= Beginning of Section =

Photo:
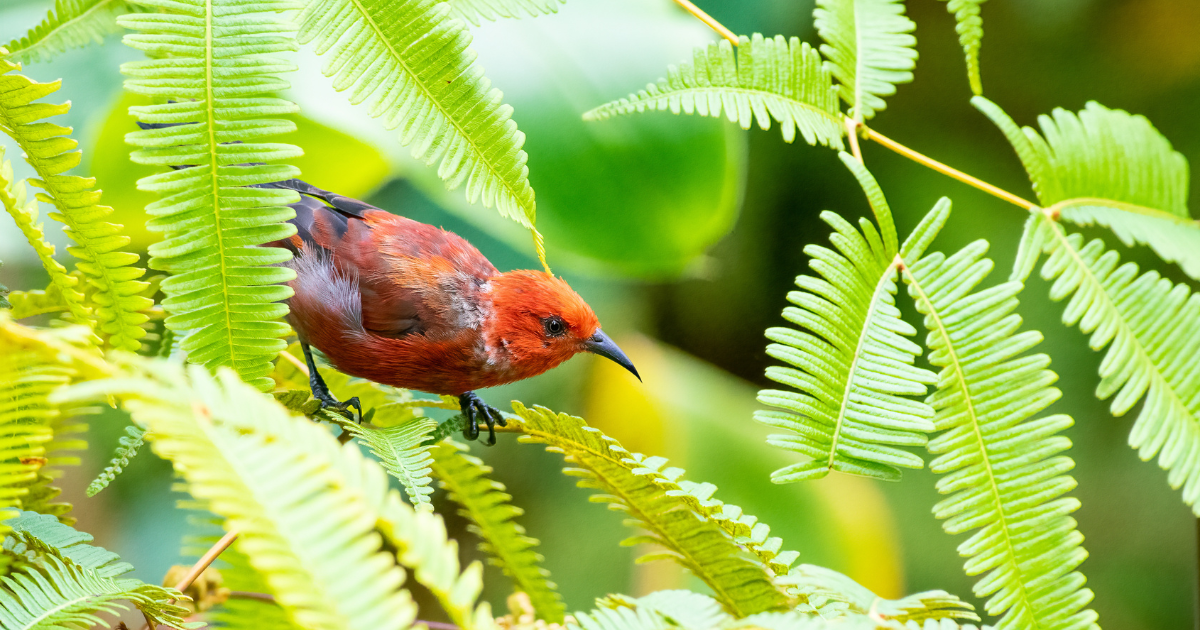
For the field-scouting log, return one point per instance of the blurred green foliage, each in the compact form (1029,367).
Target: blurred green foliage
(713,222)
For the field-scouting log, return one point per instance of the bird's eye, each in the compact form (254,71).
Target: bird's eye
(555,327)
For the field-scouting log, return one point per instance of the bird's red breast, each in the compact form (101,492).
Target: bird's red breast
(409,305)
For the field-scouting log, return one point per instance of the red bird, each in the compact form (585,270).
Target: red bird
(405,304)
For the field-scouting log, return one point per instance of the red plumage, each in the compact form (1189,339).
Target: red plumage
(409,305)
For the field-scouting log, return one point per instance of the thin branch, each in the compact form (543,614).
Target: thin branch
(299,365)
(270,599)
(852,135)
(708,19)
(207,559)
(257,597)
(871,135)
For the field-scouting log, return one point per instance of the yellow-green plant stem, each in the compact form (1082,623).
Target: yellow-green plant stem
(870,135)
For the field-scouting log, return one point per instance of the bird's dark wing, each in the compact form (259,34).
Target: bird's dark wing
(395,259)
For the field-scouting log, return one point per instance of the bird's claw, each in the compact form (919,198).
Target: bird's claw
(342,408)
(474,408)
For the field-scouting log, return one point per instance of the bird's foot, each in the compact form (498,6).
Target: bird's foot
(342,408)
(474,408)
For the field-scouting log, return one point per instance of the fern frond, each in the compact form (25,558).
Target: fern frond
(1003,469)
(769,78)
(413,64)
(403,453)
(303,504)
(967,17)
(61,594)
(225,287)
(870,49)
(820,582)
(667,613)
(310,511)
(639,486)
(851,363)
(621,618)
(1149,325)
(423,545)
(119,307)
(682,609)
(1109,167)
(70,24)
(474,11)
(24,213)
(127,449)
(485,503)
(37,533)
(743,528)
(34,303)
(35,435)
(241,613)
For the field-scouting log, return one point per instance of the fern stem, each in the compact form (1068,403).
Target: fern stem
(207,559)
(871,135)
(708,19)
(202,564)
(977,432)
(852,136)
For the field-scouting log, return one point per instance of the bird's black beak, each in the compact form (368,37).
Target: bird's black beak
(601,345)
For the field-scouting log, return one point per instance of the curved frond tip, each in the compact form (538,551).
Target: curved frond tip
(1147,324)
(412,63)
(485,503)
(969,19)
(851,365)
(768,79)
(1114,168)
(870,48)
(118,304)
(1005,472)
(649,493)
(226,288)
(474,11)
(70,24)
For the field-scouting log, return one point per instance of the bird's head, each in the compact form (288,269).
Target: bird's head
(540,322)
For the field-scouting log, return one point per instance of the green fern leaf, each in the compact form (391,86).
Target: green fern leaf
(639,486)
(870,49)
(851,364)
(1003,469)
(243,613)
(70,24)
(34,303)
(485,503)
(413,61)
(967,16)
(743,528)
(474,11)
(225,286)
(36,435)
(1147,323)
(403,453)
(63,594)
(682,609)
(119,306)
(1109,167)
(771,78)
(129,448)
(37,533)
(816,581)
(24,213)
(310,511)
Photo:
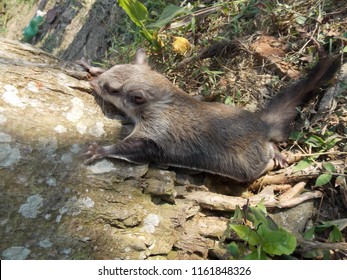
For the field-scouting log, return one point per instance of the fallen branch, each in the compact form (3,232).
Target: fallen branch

= End of Section =

→ How to complete this task:
When the line with "compact form (259,34)." is reached in the data above, start copying there, and copy each line exactly until the line with "compact form (538,551)." has been copied; copy nothing else.

→ Task solution:
For the field-scouting log, return one point per instance of the bird's dark wing, each in the compact form (259,34).
Target: bird's dark wing
(395,259)
For the field-scouting log, return one point per instance of the bird's claw, each in the compact form (919,198).
Target: bird's claw
(342,408)
(474,408)
For the field-scouting log, return one point per instance of the bird's foot, each in the compact form (498,6).
Target: bird's foot
(342,408)
(474,408)
For the field-scouting log, return one point per instance of the fern frond, each in the compact form (25,558).
Target: fern frond
(1003,469)
(769,78)
(413,64)
(403,453)
(303,504)
(967,17)
(61,594)
(225,287)
(870,49)
(820,582)
(667,613)
(310,511)
(639,486)
(851,363)
(621,618)
(1149,325)
(423,545)
(119,307)
(682,609)
(1109,167)
(70,24)
(474,11)
(24,213)
(127,449)
(485,503)
(37,533)
(743,528)
(34,303)
(35,435)
(241,613)
For the field-scouting log, return one point per instance of the fern stem, each in the compact form (1068,403).
Target: fern stem
(207,559)
(871,135)
(708,19)
(202,564)
(977,432)
(852,136)
For the field-scouting log, return one point per instance of the bird's black beak, each in the compact form (368,37).
Target: bird's black beak
(601,345)
For the field-scouting log, return one point per instance of the curved frond tip, each in the compact form (538,551).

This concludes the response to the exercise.